Begin
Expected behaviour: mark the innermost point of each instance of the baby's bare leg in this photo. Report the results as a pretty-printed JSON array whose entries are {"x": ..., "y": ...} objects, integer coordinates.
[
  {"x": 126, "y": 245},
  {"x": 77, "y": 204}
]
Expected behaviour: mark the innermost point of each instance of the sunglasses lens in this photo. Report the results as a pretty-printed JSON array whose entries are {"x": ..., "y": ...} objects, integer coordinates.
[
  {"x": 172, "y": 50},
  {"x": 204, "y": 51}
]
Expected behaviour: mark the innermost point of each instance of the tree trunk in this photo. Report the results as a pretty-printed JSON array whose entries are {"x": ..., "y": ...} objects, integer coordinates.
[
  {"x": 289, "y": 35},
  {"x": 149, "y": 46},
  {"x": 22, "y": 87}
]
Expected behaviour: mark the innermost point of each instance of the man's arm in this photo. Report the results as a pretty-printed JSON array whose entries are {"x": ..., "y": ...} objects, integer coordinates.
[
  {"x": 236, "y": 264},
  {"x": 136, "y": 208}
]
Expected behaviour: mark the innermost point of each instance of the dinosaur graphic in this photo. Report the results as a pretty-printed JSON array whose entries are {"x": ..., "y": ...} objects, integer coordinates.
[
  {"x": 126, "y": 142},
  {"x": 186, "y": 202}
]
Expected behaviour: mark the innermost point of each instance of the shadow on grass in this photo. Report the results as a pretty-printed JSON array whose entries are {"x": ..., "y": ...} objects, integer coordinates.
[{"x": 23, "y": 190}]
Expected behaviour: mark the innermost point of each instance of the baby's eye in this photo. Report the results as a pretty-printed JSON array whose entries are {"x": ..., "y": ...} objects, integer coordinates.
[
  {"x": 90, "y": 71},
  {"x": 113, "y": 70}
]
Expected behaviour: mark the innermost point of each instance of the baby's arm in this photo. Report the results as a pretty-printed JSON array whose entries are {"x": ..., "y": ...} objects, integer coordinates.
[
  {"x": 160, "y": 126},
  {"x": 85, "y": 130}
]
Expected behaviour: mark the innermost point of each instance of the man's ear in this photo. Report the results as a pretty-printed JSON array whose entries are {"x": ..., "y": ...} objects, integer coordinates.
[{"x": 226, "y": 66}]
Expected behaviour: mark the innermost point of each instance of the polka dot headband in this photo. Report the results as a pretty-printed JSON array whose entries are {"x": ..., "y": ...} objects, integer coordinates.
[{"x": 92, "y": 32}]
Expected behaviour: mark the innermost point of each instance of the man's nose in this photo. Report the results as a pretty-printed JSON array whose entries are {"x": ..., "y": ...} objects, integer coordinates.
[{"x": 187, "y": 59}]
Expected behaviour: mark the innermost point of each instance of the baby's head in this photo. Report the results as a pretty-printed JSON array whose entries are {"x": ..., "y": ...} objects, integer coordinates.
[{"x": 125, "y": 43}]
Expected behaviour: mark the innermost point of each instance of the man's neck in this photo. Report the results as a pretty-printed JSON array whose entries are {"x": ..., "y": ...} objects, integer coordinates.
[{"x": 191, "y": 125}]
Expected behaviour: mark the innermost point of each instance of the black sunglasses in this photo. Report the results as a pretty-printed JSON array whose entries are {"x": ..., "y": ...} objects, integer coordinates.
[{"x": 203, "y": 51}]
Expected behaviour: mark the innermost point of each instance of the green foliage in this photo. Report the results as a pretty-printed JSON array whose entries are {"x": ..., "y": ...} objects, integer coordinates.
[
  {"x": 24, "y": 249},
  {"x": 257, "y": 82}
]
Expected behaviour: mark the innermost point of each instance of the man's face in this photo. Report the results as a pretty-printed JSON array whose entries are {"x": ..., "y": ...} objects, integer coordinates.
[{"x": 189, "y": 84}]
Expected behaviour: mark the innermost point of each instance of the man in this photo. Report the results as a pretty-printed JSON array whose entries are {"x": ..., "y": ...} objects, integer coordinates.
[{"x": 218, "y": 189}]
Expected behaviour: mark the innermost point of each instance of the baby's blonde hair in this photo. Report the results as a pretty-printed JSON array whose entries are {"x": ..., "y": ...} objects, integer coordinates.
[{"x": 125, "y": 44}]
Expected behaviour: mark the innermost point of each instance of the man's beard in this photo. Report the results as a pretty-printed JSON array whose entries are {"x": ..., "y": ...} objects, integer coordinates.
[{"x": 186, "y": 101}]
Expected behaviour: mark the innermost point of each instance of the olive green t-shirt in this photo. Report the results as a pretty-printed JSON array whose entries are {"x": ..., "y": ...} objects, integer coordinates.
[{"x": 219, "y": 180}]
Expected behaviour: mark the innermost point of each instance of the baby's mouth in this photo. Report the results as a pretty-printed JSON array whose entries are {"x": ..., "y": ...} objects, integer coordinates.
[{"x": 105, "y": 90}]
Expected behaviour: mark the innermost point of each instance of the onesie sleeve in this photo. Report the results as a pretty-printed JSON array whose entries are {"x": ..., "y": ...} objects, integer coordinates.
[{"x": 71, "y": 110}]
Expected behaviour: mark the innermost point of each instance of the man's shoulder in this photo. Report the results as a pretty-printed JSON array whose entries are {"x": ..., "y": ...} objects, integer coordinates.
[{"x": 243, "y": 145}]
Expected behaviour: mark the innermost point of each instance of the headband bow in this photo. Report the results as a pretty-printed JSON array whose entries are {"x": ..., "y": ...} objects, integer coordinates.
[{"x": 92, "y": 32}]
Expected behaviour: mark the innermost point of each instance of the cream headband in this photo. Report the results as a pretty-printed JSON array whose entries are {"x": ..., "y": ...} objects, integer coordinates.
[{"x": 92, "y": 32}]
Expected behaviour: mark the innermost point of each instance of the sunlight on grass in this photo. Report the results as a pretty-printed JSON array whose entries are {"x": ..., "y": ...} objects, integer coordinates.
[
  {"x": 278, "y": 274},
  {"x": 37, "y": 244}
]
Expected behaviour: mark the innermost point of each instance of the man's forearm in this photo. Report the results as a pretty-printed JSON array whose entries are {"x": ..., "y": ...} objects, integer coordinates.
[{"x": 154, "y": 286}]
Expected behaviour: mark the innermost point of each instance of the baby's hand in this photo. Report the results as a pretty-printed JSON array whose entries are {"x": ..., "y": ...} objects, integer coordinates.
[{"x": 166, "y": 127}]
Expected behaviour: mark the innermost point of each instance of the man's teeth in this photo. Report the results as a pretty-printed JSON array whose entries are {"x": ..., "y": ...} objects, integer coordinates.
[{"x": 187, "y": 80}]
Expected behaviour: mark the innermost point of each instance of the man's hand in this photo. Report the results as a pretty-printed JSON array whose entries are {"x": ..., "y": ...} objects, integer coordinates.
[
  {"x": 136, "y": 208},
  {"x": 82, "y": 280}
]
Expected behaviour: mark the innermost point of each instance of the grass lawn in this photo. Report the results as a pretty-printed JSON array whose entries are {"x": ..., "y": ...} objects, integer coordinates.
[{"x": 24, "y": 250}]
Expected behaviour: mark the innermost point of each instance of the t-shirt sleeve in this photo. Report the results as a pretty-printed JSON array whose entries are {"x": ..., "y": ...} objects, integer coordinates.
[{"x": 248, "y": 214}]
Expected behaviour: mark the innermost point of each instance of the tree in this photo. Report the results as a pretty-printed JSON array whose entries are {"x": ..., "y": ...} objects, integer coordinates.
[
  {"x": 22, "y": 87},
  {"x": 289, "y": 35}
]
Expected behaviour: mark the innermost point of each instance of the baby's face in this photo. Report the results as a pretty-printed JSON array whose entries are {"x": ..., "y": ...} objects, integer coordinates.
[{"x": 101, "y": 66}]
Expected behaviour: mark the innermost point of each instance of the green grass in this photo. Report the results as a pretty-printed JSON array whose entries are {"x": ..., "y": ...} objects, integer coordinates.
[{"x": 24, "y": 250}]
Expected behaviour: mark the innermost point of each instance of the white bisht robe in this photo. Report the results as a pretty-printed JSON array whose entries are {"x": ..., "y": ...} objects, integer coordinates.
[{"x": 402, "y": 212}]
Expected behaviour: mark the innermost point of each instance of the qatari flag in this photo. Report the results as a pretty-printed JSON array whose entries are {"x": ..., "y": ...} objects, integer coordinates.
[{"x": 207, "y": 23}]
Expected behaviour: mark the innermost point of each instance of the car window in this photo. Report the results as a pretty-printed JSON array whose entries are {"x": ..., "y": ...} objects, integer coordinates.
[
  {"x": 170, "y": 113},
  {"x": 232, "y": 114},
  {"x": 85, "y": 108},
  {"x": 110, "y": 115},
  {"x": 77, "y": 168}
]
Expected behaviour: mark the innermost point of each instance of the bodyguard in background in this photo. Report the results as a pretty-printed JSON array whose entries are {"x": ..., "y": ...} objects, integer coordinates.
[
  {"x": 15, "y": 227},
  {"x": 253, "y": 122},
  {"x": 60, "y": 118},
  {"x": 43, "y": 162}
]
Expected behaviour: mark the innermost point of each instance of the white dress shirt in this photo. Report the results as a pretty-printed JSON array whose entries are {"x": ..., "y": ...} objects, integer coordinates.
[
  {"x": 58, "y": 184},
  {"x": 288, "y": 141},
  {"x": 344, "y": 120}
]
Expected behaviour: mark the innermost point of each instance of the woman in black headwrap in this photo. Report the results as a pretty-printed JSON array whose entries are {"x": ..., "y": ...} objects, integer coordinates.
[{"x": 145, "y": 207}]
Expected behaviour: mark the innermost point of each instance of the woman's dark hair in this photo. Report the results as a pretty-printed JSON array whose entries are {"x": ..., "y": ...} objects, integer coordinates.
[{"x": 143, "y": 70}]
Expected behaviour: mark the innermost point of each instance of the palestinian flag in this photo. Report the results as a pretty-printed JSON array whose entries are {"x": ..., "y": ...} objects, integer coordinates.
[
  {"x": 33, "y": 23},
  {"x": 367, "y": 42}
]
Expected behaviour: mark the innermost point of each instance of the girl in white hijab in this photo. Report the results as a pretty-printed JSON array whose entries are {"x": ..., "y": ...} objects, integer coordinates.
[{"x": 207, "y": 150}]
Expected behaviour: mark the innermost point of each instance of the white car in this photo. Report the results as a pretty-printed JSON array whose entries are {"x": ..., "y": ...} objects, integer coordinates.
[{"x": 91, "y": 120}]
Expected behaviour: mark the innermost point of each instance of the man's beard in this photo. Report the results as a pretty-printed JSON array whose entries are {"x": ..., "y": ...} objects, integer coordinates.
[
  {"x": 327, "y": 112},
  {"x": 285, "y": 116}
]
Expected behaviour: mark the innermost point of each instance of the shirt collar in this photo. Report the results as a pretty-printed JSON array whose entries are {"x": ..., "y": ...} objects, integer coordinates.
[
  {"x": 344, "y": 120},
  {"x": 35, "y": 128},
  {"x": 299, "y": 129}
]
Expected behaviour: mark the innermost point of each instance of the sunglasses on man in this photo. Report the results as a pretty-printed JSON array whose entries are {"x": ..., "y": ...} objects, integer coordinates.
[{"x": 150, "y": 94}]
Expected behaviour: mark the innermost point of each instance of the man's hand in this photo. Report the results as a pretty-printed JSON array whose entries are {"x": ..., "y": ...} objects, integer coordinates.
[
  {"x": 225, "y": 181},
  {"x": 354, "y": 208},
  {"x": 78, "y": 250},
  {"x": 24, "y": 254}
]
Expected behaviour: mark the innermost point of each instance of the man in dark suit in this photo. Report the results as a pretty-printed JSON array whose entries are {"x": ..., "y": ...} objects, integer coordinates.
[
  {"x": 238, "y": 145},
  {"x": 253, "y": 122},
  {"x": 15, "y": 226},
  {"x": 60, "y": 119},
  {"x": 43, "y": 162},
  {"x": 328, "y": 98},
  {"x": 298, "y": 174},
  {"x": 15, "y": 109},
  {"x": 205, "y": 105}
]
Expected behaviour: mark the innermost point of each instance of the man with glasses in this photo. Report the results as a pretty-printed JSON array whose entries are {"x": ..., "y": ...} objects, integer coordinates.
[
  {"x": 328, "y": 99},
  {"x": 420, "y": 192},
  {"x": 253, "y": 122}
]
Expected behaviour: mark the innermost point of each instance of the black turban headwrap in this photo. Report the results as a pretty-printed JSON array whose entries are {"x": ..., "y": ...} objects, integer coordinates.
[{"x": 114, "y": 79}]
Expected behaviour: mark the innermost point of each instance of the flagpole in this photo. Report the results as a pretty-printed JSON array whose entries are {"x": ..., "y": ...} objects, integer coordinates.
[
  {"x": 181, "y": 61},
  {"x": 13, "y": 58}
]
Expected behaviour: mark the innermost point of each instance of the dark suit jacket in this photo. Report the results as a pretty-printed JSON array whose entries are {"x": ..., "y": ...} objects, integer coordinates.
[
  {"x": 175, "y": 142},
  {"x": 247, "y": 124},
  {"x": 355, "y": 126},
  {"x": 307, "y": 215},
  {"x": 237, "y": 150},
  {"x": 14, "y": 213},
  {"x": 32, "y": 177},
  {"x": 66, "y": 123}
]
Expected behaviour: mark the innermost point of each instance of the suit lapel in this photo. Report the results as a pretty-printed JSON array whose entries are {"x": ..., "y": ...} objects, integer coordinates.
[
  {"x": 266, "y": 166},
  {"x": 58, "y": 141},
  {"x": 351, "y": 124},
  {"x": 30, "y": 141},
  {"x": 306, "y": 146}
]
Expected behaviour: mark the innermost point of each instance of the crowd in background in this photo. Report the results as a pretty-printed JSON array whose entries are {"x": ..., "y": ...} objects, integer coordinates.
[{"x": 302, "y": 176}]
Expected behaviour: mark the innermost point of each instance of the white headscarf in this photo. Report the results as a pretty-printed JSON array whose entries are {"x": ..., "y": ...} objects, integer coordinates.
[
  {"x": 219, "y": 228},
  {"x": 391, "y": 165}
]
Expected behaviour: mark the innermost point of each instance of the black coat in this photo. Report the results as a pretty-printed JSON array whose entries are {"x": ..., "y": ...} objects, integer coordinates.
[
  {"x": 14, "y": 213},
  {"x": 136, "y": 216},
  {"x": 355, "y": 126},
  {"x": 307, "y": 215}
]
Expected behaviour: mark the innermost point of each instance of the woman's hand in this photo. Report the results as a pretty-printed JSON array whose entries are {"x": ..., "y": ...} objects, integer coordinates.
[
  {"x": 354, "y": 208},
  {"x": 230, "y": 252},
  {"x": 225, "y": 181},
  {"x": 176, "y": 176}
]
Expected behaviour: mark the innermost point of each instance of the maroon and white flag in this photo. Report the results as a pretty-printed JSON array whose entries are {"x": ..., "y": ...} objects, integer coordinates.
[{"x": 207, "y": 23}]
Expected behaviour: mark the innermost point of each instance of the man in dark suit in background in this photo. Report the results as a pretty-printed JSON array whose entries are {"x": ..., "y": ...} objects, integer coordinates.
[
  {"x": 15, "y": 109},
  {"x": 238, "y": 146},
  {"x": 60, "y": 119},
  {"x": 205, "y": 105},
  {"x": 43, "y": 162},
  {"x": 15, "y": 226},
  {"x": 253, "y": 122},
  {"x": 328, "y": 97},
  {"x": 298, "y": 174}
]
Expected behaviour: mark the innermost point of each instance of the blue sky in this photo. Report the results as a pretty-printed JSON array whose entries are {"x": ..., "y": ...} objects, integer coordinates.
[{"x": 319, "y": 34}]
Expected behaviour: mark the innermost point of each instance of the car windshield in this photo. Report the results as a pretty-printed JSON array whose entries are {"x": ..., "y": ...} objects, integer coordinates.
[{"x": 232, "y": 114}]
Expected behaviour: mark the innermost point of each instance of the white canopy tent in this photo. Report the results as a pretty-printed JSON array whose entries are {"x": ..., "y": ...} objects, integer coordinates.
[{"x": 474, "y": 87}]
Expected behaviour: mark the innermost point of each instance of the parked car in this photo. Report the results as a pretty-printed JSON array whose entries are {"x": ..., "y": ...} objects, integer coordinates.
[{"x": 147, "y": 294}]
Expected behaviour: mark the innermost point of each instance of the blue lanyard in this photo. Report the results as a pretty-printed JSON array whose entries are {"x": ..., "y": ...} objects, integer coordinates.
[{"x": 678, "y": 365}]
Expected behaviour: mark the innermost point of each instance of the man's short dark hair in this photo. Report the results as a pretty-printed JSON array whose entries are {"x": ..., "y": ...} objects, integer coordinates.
End
Retype nothing except the lines from the line holding "the blue sky" through the last line of the entries, both included.

== Response to the task ==
Expected behaviour: mark the innermost point of each instance of the blue sky in this photo. Report the results as a pretty-printed JSON array whose entries are {"x": ..., "y": ...} objects, integer coordinates.
[{"x": 319, "y": 34}]
Expected behaviour: mark the innermost point of each instance of the car windshield in this photo. Report the results as a pretty-printed JSON array whose entries are {"x": ..., "y": ...} objects, integer coordinates.
[{"x": 232, "y": 114}]
Expected behaviour: mark the innermost point of each instance of the white canopy tent in this photo. Report the results as a pretty-printed JSON array whose entries are {"x": ..., "y": ...} objects, integer coordinates.
[{"x": 474, "y": 87}]
Expected behaviour: mark the innermost point of each instance of the parked car in this photo. Report the results as a pretty-printed JSON array whose entries are {"x": ..., "y": ...} objects, integer coordinates.
[{"x": 147, "y": 294}]
Expected behaviour: mark the innermost point of each instance of the blue lanyard in this photo. Report the results as a pretty-printed JSON array whose entries are {"x": ..., "y": ...} objects, integer coordinates.
[{"x": 678, "y": 365}]
Expected behaviour: mark the innermost point of each instance of the man's short dark hair in this photo. Report the results as a pretty-printed JSON array whose entries are {"x": ..., "y": ...} objects, integer coordinates.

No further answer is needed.